DOCUMENT SEGMENT =
____
This column is Part Two of a two-part series on the wreck of the S.S. Rosecrans. Part One is here.
IN ANY GREAT disaster, it’s always possible to find one or two pivot points at which a key decision made disaster all but inevitable.
In the wreck of the tanker steamship S.S. Rosecrans on the Columbia River Bar on Jan. 7, 1913, there were several of these; most great disasters come at the end of a chain of unlucky breaks, and this was no exception. And there’s a great deal that can’t ever be known, since none of the ship’s officers survived.
But a strong case can be made that the Rosecrans’ doom was ensured by the catastrophic fire that had gutted the ship six months previously, in California.
Peacock Spit as seen from the Washington side. (Image: Salem Public Library)
That experience seems to have made the Rosecrans’ captain, Lucien Johnson, extremely worried about the risk of fire — unreasonably so. So much so that when the radio operator started transmitting SOS calls, Johnson ordered him to stop, for fear that the bright blue spark from the transmitter would catch some stray fumes from the hold and set the cargo ablaze. (Remember, this was in the midst of a 60-knot gale.) And the ship never launched a single distress flare — most likely because Captain Johnson wouldn’t allow any pyrotechnic risks.
As a result, when the Rosecrans struck the sand and the breakers doused her engines, she was left helpless and invisible and silent in the blackness, without even enough steam to blow her whistle.
And no one knew where she was.
Legendary Point Adams Lifestation Keeper Oscar Wicklund later testified that, had the lifesavers known where the Rosecrans was stranded, the entire crew would likely have been saved with relative ease within a few hours.
____
WRITTEN REQUEST 1 =
Reproduce the entire column on the wreck of the S.S. Rosecrans, word for word.

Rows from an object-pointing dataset
____
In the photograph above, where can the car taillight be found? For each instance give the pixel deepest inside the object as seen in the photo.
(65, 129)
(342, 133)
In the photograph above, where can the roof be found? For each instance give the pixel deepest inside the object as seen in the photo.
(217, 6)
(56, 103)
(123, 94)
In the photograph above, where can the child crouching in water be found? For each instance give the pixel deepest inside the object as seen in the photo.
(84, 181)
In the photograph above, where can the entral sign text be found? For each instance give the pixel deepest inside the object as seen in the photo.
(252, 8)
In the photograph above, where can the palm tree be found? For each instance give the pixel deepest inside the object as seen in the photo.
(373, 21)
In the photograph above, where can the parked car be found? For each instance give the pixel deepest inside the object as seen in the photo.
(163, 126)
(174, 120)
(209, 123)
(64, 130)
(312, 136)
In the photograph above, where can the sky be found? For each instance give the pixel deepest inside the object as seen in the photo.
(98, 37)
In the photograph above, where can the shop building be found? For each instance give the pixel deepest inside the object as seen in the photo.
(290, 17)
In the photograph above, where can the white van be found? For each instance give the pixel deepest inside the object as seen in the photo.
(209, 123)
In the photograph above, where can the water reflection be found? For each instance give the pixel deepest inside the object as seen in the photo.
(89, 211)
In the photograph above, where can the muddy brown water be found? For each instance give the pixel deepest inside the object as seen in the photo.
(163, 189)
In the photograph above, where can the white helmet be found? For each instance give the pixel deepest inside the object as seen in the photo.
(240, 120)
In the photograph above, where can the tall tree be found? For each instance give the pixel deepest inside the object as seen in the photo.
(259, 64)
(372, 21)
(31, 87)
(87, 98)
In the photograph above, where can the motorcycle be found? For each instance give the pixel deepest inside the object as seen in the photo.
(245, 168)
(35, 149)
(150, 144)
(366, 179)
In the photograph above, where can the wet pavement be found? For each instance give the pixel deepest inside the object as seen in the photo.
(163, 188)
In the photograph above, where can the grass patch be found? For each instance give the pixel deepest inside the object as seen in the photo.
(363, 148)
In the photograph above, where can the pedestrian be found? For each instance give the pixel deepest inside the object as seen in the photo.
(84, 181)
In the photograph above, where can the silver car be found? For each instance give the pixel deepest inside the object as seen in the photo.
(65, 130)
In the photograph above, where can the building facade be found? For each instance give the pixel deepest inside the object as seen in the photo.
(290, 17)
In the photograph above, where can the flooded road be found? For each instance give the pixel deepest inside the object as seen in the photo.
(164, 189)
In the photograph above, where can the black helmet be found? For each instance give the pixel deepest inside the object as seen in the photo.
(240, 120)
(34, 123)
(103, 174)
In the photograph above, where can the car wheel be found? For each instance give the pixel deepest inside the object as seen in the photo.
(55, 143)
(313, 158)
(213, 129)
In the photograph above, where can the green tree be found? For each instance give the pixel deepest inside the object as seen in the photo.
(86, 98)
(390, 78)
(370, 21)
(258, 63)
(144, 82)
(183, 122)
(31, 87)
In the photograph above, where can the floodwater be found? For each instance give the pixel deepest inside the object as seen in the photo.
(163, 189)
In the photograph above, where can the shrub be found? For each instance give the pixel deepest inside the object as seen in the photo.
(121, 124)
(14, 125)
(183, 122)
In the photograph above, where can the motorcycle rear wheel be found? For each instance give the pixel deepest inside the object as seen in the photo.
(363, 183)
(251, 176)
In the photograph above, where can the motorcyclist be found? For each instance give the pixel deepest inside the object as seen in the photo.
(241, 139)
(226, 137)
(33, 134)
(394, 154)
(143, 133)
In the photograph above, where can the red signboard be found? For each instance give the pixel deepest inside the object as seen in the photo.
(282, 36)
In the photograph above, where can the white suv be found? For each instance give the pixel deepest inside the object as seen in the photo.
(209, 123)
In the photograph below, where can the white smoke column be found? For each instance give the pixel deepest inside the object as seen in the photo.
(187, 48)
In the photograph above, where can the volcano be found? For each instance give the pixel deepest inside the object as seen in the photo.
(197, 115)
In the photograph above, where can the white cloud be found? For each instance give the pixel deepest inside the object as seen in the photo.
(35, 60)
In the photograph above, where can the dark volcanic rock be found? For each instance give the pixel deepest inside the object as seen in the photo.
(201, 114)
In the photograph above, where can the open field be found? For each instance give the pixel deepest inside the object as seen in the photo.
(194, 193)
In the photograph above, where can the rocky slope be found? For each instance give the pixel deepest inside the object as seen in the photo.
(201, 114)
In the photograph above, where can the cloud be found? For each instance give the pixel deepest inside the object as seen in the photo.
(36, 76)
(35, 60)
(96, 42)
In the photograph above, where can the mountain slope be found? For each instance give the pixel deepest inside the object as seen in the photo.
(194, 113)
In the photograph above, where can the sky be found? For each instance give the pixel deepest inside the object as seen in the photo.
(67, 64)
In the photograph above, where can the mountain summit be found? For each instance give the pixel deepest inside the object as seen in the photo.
____
WRITTEN REQUEST 2 =
Report each line of the listing that contains the word "slope".

EXPECTED OUTPUT 1 =
This column is Part Two of a two-part series on the wreck of the S.S. Rosecrans. Part One is here.
IN ANY GREAT disaster, it’s always possible to find one or two pivot points at which a key decision made disaster all but inevitable.
In the wreck of the tanker steamship S.S. Rosecrans on the Columbia River Bar on Jan. 7, 1913, there were several of these; most great disasters come at the end of a chain of unlucky breaks, and this was no exception. And there’s a great deal that can’t ever be known, since none of the ship’s officers survived.
But a strong case can be made that the Rosecrans’ doom was ensured by the catastrophic fire that had gutted the ship six months previously, in California.
Peacock Spit as seen from the Washington side. (Image: Salem Public Library)
That experience seems to have made the Rosecrans’ captain, Lucien Johnson, extremely worried about the risk of fire — unreasonably so. So much so that when the radio operator started transmitting SOS calls, Johnson ordered him to stop, for fear that the bright blue spark from the transmitter would catch some stray fumes from the hold and set the cargo ablaze. (Remember, this was in the midst of a 60-knot gale.) And the ship never launched a single distress flare — most likely because Captain Johnson wouldn’t allow any pyrotechnic risks.
As a result, when the Rosecrans struck the sand and the breakers doused her engines, she was left helpless and invisible and silent in the blackness, without even enough steam to blow her whistle.
And no one knew where she was.
Legendary Point Adams Lifestation Keeper Oscar Wicklund later testified that, had the lifesavers known where the Rosecrans was stranded, the entire crew would likely have been saved with relative ease within a few hours.

EXPECTED OUTPUT 2 =
In the photograph above, where can the rocky slope be found? For each instance give the pixel deepest inside the object as seen in the photo.
In the photograph above, where can the mountain slope be found? For each instance give the pixel deepest inside the object as seen in the photo.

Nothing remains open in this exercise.